McKeown mis-stated, or failed to understand, the point demonstrated with brilliant clarity in the classic book
The Prevention of Tuberculosis
published in 1908, namely that the effect of placing consumptive patients in poor law infirmaries was to separate them from the general populace and to restrict the spread of the disease – the proportion of consumptive patients thus segregated corresponded closely to the progressive rate of decline of tuberculosis in England and Wales.

Certainly, rising living standards and particularly improvements in housing would have contributed to tuberculosis's
decline, but ‘medical intervention' – the identification of those with tuberculosis by examining their sputum and their subsequent incarceration in a sanatorium – was also very important. This might not be a conventional view of ‘medical intervention', but it was instigated and co-ordinated by doctors with the clear intention of reducing the spread of the disease, so medical intervention it must be.
6

When the slightest breath of scepticism is sufficient to undermine McKeown's argument, perhaps a similar attitude will prove just as damaging to The Social Theory he instigated. We start with ‘The Rise and Fall of Heart Disease', the bitterest intellectual controversy of post-war medicine.
* * * * * * * * *
Activity 1 ->
In the passage on McKeown and the decline of tuberculosis, what year was The Prevention of Tuberculosis published?
Activity 2 ->
Pick up the passage on McKeown and the decline of tuberculosis after its final sentence and write what comes next.
* * * * * * * * *
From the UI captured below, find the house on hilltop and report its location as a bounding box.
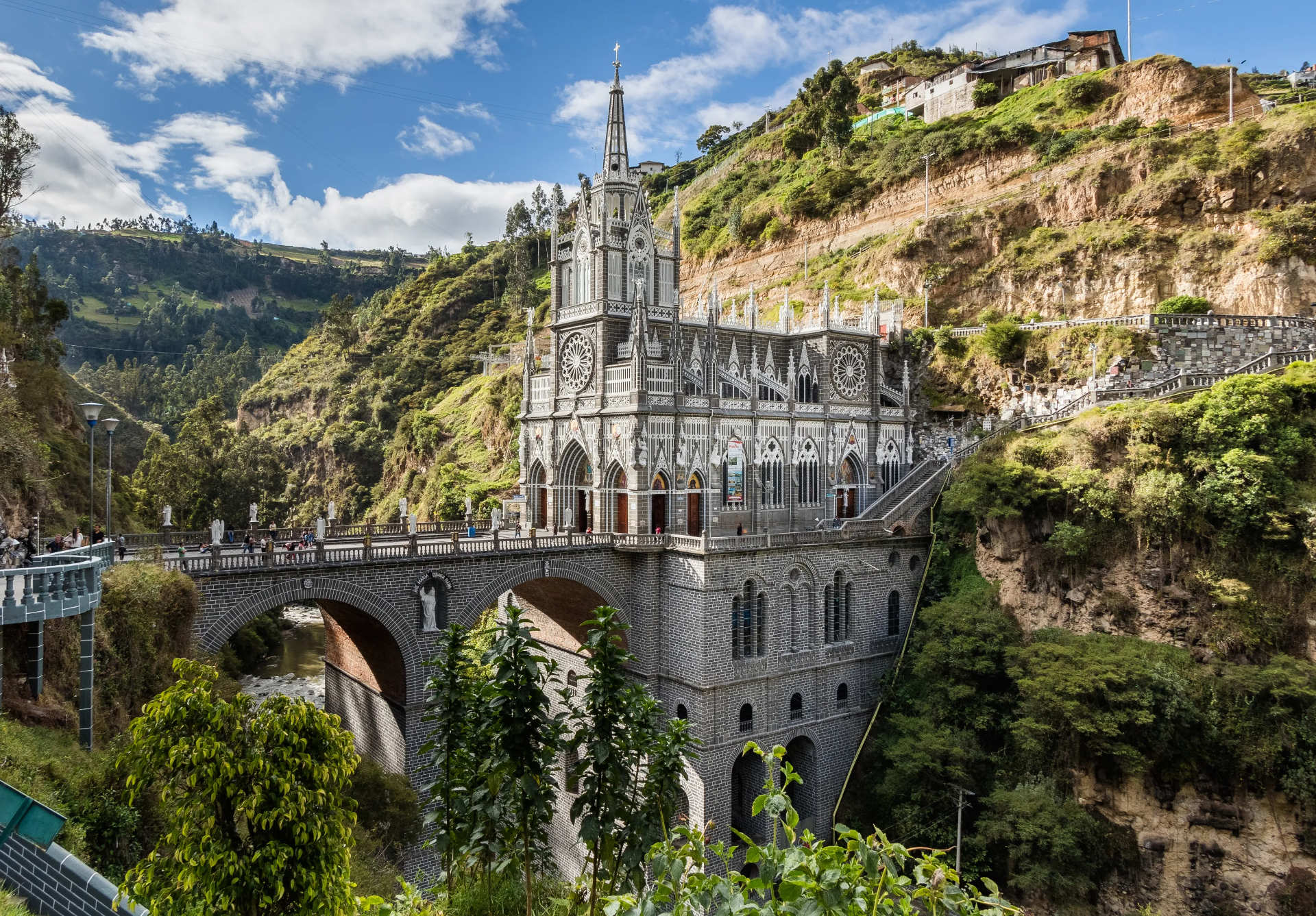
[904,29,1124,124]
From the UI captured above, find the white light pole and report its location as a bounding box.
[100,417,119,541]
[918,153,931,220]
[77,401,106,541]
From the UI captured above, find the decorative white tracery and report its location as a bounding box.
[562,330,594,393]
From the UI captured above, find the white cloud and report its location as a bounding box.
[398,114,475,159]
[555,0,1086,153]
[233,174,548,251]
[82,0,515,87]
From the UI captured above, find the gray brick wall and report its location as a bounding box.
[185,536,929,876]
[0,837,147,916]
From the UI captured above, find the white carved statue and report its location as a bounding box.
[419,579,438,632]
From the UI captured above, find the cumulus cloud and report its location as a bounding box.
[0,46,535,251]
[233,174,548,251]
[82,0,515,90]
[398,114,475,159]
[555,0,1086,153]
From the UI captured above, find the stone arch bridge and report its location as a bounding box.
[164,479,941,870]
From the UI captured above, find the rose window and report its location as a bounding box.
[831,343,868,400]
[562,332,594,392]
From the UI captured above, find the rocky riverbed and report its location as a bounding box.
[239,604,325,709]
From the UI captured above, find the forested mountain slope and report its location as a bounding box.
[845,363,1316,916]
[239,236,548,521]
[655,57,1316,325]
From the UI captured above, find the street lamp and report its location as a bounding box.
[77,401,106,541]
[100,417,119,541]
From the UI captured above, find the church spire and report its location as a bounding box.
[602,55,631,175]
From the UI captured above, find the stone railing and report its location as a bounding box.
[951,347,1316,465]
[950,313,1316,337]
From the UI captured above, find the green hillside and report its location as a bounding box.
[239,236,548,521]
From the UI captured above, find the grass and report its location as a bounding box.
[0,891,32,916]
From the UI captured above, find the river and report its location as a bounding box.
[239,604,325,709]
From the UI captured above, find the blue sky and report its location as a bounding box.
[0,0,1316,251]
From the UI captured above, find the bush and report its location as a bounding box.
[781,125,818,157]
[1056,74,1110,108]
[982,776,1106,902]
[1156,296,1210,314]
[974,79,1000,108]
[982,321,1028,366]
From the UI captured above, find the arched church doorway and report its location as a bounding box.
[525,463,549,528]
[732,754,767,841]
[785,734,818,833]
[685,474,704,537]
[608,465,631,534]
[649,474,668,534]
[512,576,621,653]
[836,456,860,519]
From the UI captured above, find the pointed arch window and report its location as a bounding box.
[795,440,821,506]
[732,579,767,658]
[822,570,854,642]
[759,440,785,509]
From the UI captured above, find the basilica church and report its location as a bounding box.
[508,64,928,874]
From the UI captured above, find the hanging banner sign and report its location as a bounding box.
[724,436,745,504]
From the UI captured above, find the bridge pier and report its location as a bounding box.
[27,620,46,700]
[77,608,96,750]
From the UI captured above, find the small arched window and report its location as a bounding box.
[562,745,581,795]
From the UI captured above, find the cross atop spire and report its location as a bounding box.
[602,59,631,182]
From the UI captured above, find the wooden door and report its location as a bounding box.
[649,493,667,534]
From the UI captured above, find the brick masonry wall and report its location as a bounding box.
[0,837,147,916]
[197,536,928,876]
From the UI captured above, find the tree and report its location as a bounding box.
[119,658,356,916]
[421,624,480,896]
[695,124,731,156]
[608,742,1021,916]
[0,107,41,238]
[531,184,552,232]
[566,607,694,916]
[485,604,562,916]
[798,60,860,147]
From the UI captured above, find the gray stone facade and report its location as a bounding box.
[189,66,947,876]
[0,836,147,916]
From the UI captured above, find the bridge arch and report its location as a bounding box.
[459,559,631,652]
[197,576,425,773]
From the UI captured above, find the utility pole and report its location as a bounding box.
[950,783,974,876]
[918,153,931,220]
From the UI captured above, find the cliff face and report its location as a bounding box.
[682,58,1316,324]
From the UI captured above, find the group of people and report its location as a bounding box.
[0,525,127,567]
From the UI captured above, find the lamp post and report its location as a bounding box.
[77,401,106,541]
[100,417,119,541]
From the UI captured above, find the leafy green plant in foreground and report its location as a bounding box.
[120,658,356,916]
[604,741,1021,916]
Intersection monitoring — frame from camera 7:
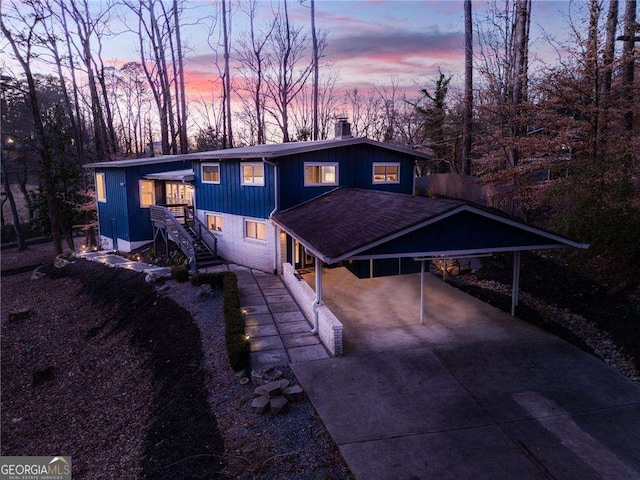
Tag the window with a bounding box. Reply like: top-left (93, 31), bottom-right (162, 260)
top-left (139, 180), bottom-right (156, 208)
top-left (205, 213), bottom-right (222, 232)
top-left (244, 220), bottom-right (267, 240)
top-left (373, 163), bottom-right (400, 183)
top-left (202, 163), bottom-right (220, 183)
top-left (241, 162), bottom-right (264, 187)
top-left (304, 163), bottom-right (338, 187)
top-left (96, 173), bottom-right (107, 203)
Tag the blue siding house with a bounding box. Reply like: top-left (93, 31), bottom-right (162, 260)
* * * * * * * * *
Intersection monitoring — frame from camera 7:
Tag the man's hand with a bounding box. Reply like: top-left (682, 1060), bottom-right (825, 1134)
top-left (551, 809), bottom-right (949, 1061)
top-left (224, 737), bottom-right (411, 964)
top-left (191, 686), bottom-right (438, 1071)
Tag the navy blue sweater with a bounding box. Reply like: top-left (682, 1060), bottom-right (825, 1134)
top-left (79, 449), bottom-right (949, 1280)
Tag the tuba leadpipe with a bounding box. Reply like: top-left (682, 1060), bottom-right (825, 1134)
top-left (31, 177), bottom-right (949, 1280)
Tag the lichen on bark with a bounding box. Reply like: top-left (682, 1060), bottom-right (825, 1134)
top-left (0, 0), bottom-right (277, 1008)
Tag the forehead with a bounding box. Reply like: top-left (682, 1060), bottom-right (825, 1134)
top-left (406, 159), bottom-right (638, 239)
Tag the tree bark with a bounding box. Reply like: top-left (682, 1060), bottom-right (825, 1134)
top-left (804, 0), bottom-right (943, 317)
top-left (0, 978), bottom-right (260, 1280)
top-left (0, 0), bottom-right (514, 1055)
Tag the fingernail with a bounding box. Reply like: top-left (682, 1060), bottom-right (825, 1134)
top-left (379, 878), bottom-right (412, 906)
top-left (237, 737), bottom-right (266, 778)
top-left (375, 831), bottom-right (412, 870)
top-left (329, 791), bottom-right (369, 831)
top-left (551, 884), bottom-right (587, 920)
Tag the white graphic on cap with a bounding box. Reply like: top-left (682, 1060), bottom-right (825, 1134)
* * * * * * * * *
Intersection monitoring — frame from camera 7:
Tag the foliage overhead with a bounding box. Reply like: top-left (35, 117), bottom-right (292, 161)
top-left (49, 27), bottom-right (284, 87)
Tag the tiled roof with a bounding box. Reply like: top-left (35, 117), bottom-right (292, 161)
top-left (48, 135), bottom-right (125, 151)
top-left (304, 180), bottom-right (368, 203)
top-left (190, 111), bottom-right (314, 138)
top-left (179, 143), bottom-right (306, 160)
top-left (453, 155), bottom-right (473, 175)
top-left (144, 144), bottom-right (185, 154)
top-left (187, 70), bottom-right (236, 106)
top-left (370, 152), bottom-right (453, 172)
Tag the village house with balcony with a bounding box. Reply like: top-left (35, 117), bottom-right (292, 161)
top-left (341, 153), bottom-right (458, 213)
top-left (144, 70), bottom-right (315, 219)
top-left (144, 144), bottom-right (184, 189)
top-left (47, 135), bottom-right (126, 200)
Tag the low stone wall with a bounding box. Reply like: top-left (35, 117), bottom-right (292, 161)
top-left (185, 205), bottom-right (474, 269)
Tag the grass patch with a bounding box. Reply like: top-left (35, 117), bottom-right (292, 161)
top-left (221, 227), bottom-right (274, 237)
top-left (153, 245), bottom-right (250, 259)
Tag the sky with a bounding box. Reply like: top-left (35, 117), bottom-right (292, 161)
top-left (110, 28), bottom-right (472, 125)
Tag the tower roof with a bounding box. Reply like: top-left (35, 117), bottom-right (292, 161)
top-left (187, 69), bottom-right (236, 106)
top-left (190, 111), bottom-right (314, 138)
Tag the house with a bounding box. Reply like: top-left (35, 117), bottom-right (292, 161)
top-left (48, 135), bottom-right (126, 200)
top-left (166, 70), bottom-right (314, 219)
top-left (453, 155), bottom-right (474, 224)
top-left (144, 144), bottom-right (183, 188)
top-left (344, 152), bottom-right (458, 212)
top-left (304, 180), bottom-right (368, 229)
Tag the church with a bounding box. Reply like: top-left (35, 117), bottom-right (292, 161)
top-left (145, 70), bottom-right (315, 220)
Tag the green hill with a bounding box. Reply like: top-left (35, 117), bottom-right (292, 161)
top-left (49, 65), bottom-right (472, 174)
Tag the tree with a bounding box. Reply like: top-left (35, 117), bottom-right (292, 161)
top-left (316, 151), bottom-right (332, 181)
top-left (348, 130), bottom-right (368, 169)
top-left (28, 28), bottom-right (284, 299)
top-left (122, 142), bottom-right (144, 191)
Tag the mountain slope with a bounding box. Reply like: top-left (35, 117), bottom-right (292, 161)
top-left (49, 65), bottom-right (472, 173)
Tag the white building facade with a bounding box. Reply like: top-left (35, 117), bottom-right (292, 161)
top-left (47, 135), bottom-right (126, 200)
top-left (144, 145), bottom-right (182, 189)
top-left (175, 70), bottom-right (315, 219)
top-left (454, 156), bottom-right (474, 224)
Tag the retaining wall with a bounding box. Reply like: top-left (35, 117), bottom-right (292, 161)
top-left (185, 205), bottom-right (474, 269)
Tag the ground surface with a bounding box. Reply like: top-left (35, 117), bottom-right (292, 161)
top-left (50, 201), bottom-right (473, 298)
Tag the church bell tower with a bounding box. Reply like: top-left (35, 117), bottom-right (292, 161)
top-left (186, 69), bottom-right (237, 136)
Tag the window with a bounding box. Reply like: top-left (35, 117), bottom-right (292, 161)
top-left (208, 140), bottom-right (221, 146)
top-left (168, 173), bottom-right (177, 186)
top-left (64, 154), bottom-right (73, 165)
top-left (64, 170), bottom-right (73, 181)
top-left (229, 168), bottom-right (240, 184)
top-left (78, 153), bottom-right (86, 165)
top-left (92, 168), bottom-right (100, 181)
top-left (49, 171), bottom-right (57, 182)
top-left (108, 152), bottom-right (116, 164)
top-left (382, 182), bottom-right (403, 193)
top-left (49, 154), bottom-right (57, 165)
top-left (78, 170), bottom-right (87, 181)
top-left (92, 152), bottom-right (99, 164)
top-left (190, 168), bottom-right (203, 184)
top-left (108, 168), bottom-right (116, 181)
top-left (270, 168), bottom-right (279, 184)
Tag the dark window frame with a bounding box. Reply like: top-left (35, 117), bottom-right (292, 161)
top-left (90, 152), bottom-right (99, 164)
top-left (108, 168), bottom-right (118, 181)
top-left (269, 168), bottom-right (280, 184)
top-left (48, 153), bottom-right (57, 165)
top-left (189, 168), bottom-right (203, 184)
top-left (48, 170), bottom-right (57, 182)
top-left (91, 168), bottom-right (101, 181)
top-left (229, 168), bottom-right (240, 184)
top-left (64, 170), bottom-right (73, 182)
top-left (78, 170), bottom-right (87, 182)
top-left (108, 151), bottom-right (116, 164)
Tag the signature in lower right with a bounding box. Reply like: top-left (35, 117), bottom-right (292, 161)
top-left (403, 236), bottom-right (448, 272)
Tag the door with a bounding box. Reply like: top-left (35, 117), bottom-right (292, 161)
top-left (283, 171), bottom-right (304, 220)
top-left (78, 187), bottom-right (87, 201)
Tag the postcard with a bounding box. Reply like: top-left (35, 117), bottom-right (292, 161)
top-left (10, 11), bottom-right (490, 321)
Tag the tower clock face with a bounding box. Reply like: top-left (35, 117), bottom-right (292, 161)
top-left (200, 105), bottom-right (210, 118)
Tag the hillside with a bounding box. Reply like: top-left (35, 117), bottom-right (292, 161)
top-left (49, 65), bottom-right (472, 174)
* * * * * * * * *
Task output 1 ->
1908

Task output 2 ->
(ii) T
HE
R
ISE AND
F
ALL OF
H
EART
D
ISEASE

The modern epidemic of heart disease started quite suddenly in the 1930s. Doctors had no difficulty in recognising its gravity because so many of their colleagues were among its early victims, apparently healthy middle-aged physicians who, for no obvious reasons, suddenly collapsed and died. Within a decade, heart disease had become much the commonest cause of death in the weekly obituary columns of the medical journals. This new disease clearly required a name. The cause, it seemed, was a clot of blood (or thrombus) in the arteries to the heart, which had been narrowed by a porridge-like substance, atheroma, made up of fibrous material and a type of fat called cholesterol. These are the ‘coronary' arteries, for they form a ‘crown' or corona at the top of the heart before passing over its surface to provide oxygenated blood to the heart muscle. Hence the blockage of one or other of these arteries with a thrombus became known as a ‘coronary thrombosis' or simply ‘a coronary', better known as a ‘heart attack'.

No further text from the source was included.